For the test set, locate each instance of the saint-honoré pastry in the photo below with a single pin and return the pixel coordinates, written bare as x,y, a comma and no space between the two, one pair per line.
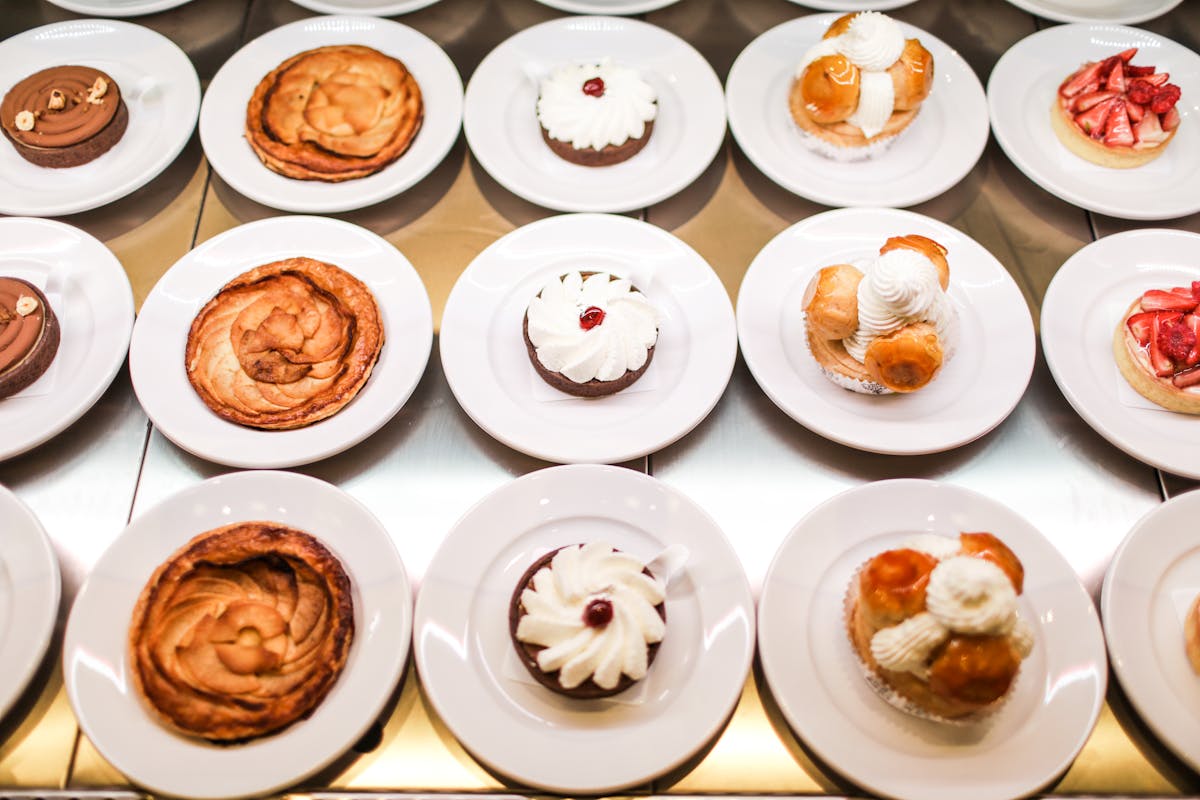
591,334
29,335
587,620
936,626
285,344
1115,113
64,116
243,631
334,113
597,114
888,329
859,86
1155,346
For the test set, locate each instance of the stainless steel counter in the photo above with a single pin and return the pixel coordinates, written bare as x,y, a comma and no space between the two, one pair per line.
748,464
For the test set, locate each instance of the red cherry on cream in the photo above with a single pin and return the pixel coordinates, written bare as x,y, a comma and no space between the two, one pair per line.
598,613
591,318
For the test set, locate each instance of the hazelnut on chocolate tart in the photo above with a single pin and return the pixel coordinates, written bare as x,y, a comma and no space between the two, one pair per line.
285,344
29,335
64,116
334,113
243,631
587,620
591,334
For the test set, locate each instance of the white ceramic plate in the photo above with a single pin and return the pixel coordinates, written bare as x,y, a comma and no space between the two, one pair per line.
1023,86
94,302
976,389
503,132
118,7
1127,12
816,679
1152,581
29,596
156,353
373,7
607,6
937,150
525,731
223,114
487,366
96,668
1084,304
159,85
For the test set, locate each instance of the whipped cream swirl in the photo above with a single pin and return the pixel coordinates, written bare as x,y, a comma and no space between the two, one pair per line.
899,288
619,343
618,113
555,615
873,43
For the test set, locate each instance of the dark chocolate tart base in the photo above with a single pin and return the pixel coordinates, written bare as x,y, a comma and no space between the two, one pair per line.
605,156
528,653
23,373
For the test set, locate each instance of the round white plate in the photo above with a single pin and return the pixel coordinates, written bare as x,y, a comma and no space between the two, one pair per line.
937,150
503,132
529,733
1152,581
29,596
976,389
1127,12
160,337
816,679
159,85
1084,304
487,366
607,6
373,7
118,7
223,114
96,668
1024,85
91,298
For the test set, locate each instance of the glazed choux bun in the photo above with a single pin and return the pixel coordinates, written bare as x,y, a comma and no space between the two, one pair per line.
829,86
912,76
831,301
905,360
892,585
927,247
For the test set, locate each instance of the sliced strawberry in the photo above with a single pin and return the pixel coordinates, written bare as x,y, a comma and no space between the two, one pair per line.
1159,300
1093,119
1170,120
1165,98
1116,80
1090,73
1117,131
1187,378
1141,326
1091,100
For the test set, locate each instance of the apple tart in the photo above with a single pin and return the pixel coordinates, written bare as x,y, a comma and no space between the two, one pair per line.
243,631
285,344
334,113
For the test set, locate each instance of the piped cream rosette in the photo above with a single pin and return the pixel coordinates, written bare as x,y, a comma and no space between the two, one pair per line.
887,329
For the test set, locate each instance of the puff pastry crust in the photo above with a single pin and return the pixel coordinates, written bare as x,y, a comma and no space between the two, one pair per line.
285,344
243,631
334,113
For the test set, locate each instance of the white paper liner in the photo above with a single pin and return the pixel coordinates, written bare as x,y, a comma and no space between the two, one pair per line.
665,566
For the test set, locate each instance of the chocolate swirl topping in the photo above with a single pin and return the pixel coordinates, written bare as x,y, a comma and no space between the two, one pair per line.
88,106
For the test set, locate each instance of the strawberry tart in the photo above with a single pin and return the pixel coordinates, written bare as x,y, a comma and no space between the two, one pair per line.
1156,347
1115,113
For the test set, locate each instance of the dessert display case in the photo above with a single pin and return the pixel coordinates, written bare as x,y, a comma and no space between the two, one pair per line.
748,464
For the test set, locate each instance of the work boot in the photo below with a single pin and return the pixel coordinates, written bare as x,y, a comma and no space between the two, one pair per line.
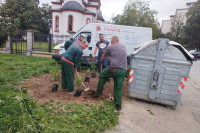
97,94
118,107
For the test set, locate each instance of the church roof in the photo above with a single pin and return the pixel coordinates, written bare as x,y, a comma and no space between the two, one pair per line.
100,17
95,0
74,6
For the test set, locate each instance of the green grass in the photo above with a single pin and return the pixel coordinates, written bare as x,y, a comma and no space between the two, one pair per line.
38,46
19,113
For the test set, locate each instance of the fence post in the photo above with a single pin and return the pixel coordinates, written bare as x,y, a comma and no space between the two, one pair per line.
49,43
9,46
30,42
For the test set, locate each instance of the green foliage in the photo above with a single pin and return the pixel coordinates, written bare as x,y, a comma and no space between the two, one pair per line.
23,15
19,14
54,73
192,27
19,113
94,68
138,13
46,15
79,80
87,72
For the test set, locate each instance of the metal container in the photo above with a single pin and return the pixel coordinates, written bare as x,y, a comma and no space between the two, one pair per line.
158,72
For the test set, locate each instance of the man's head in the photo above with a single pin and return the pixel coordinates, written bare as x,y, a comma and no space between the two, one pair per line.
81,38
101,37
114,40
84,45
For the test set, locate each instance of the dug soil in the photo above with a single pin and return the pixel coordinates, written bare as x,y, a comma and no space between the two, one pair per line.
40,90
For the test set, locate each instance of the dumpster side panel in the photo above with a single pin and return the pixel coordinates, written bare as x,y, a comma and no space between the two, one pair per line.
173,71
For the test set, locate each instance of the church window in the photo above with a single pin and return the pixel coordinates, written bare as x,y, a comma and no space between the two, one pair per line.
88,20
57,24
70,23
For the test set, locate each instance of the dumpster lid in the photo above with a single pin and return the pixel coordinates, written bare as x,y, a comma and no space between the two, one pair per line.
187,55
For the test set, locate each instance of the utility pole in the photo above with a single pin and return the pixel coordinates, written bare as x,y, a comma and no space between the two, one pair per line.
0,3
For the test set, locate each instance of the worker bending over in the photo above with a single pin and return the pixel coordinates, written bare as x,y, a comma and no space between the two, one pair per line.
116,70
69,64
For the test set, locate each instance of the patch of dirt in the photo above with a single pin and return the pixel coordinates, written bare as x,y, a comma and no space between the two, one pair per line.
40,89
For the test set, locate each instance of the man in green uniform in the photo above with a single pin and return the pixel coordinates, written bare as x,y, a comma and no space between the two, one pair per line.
··········
Reproduce every one of the entries above word for word, omitting the pictures.

For the test set, locate each instance of the saint-honoré pastry in the photo below with a single pin and return the pixel coordinates, written bare as x,y, a comma and no space between the two, one pair per line.
591,334
29,335
587,620
936,626
285,344
1115,113
64,116
243,631
334,113
597,114
888,329
859,86
1155,346
For the test set, locate each instance of the stainless steel counter in the photo above with a single pin and return the pixel coordinates, written bare as x,y, a comma and no space between the two, one pair per line.
748,464
For the test set, locate each instance of the red cherry on cream in the photo above with a single pin and return the pixel coordinates, written bare as x,y, a comma and no space between the two, one pair per line.
598,613
591,318
For the test set, locate each instance of the hazelnut on chocolate tart in the photo above with a single pin and return the pixel coordinates, written bare as x,y, a comma and no space between the two, one pair per line.
285,344
29,335
64,116
334,113
243,631
587,620
591,334
For the test set, locate each instance of the white ceramic plate in the photo above with a single pin and return the pixel coordinates, written bare as x,y, a comma and no space between the two, one pair per line.
1023,86
94,302
976,389
503,132
118,7
1127,12
816,679
1152,581
29,596
156,353
373,7
607,6
937,150
525,731
223,114
487,366
96,668
1084,304
159,85
For the test set, locate each instance of the whipped cream swirl in the photo above with a single pin and return the pixel coordinates, written bare as x,y, a comma and no space between the two, one pair per line.
899,288
619,343
618,113
555,615
873,43
For the test set, locate each instance of the dark chocolate tart base in the photo above with a single pin and return the pixel coordinates, written bare as x,y, a comma and no space between the two, one pair per line.
605,156
528,653
23,373
For the test set, locate each instance of the round white plate in the photo above with a single pin and return the pixel coordinates, written bare as x,y, a comma and no space between the two, one pair per line.
937,150
503,132
529,733
1152,581
29,596
976,389
1127,12
160,337
816,679
159,85
1084,304
487,366
607,6
373,7
118,7
223,114
96,668
1024,85
91,298
For the test set, locate each instance of the glazed choux bun in the photo above with a single pin and return the pixel coordinates, written bare as x,y, a comma and no space between the two, one pair per line.
829,86
912,76
831,301
905,360
892,585
927,247
For the test set, locate each instance of the sliced strawberry in the photo above with a single pin and return the pixel coordinates, written bare as x,y, a comma and no space between the two, one pair per line.
1159,300
1093,119
1170,120
1165,98
1116,80
1090,73
1117,131
1187,378
1141,326
1091,100
For the test set, locate each instance of the apple tart in the photo above with a single pin and return the pixel coordinates, written bare as x,y, a comma and no space between the two, one pair per line.
243,631
285,344
334,113
For the test set, locate each instance of the piped cream rosette in the photo above with a single pin and return the pixel coordinates, written bare as x,y, a comma and no space between the two, one pair per line.
887,329
For the test set, locate each instance of the puff pastry crust in the photo above with a single pin and return the pixel coordinates, written bare as x,y, a comma and no space between the two, one pair per line.
285,344
243,631
334,113
For the test set, locate each instance of the white paper liner in the photo above with a single pin and return the pixel coordinates, written bare as x,y, a comma and no space between the two, one pair per line.
665,566
For the test set, locate each instance of the chocolate swirl topping in the photo above with a single pin and return the pixel coordinates, written bare as x,y, a comma and no space between the two, one pair per line.
88,106
For the test set, locate each instance of the strawberry tart in the photo above with a single pin and return the pixel coordinates, written bare as x,y, a comma and no space between the two, one pair per line.
1156,347
1115,113
For the test set, locate each instance of the dessert display case in the photo above with a single pin and return the pixel coordinates, written bare as x,y, a comma and no space between the two, one pair per line.
748,464
For the test set, locate each instance of the work boot in the photo below with a single pin and return the pixel coordinates, written bare as x,y, a comma and no space between the two, one pair per line.
97,94
118,107
For the test set, locate each instance of the church roof in the photo above with a single pin and return the pixel coordinates, written bare as x,y, a comma and no space between the two, one pair per line.
100,17
95,0
74,6
For the test set, locate each instance of the green grass in the photo above with a single pin and return the pixel coordinates, written bare as x,y, a comma and no space between the two, one pair per line.
38,46
19,113
For the test set, locate each instance of the fence post in the photo above with a single pin and return the pixel coordinates, written bare as x,y, a comma and no space between the two, one pair per line.
49,43
9,46
30,42
For the test set, locate each instance of the green foliage in the photo above with a single pin and return the pixel coordinates, written bare as x,y, a comma and no space between the two, one pair per line.
23,15
19,14
54,73
192,27
19,113
94,68
138,13
46,15
79,80
87,72
For the test set, locate each instance of the metal container in the photo above with a single pin and return the pixel coordinates, written bare as x,y, a comma and no space between the two, one pair per line.
158,72
For the test set, locate each instance of the man's head in the photo above with a single pin and return the pixel coordinates, written bare as x,y, a comma and no space between the two, one pair per line.
81,38
101,37
114,40
84,45
For the test set, locate each instance of the dug soil in the photo above with a single pin and return the pixel coordinates, written bare as x,y, a comma and no space between the two, one pair per line.
40,90
For the test set, locate each instance of the dumpster side panel in the photo above with a single pin and return the pixel coordinates, written bare as x,y, a comma and no space between the two, one pair per line.
173,71
For the test set, locate each instance of the church window in the photo above with a single pin and return the pixel coordinates, written bare as x,y, a comma and no space between the two, one pair per line.
88,20
57,24
70,23
For the test set, locate each instance of the dumpster lid in the photo above with a single pin and return the pixel coordinates, written bare as x,y, a comma and no space between the two, one pair per line.
187,55
For the test set, locate each instance of the utility pole in the photo above with a single pin and return the pixel coordinates, written bare as x,y, a comma and no space between the two, one pair per line.
0,3
For the test set, locate each instance of the worker bending over in the photo above with a single pin and return the pixel coordinates, written bare as x,y, a comma and no space between the two, one pair per line.
116,70
69,64
For the test set, locate each instance of the patch of dirt in the photo above with a single pin and return the pixel coordinates, written bare as x,y, a comma and no space between the two, one pair per line.
40,89
For the test set, locate each instance of the man in green uniform in the photo above with a single pin and return the pixel coordinates, written bare as x,y, a comma and no space between the two, one pair per line.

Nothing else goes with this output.